> [RECORDED INFORMATION]
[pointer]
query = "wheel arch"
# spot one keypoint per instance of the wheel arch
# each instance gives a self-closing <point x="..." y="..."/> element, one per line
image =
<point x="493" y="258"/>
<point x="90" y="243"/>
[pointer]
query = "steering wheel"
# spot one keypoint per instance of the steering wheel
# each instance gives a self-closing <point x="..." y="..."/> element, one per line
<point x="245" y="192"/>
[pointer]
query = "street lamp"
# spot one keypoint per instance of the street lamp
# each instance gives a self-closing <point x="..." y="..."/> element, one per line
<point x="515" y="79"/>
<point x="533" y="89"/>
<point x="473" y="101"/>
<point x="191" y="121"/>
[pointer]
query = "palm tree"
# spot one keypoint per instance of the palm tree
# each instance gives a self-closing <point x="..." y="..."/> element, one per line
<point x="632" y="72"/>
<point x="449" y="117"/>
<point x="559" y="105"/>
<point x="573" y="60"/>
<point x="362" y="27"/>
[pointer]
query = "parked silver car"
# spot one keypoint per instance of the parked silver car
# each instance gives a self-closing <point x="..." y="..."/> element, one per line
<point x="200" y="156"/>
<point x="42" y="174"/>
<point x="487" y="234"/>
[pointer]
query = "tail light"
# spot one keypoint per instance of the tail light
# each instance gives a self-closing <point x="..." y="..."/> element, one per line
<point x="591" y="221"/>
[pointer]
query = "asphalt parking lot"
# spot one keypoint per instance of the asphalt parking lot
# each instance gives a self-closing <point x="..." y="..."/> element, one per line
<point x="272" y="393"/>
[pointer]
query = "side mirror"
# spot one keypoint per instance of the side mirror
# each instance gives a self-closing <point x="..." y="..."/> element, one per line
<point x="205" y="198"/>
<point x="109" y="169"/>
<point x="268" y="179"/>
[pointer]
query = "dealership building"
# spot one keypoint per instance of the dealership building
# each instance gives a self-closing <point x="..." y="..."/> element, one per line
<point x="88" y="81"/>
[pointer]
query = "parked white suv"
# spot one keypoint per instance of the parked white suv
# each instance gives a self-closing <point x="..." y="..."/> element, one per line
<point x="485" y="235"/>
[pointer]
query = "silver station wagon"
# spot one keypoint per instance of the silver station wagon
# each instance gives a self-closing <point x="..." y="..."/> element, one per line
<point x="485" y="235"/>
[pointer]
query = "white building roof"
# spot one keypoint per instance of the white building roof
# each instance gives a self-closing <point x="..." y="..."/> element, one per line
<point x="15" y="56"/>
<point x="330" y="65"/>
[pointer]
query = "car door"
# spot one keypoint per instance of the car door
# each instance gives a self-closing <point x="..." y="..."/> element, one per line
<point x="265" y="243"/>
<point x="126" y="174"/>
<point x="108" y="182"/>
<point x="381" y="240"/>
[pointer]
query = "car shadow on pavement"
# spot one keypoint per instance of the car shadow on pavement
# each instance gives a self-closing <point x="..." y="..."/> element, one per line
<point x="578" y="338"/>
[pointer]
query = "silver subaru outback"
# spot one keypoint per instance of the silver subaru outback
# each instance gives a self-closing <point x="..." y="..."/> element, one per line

> [EXERCISE OBJECTIVE] The lines to copy are those in the listing that contain the word "parked".

> [EXERCISE ANSWER]
query = "parked silver car"
# spot one keypoint per instance of the parked silver car
query = "parked white suv"
# spot one keypoint per instance of the parked white suv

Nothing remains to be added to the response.